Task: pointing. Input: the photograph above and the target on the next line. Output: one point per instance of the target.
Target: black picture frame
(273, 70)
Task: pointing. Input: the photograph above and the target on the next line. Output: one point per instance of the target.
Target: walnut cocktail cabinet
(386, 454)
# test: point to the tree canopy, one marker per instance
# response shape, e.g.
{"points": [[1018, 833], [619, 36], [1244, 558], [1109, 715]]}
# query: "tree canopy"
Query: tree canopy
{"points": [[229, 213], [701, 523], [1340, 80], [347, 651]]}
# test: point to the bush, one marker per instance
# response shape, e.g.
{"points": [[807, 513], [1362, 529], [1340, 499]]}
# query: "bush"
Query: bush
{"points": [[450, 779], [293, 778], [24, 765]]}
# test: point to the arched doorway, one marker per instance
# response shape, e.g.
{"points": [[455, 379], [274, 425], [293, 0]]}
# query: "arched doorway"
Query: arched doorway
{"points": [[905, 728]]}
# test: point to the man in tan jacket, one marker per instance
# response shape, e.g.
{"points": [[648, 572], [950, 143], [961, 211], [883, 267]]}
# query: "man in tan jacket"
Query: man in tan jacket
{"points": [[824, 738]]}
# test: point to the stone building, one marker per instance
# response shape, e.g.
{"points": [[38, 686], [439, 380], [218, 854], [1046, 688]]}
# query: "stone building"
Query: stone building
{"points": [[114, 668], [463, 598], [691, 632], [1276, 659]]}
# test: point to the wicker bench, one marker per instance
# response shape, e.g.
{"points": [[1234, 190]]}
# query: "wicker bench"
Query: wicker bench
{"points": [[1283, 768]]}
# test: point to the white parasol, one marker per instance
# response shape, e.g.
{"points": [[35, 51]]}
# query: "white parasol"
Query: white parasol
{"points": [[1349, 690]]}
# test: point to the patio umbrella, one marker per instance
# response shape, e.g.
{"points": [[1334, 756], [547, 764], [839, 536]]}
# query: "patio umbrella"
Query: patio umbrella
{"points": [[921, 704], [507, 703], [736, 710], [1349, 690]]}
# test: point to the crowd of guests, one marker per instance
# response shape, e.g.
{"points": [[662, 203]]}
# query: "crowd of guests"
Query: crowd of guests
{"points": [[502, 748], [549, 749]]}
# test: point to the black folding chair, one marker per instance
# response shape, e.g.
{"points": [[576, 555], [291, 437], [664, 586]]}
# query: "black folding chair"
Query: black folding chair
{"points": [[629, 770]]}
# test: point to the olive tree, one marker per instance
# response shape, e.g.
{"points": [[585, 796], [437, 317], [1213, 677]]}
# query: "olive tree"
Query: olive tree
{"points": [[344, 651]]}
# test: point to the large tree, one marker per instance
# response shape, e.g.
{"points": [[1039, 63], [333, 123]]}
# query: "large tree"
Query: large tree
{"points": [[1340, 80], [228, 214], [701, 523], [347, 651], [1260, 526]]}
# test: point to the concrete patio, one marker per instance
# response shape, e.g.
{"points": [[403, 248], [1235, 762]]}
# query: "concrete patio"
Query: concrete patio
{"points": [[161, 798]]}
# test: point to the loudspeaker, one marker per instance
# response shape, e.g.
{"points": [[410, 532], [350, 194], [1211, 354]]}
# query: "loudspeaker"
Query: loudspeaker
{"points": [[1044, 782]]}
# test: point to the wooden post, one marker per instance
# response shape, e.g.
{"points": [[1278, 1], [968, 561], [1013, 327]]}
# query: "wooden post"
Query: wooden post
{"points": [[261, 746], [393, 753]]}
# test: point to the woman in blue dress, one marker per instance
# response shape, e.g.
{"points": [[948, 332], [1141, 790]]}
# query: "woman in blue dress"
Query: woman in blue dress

____

WHAT TO WORK ON: Tally the lines above that include "dress"; give only the tally.

EXERCISE ANSWER: 3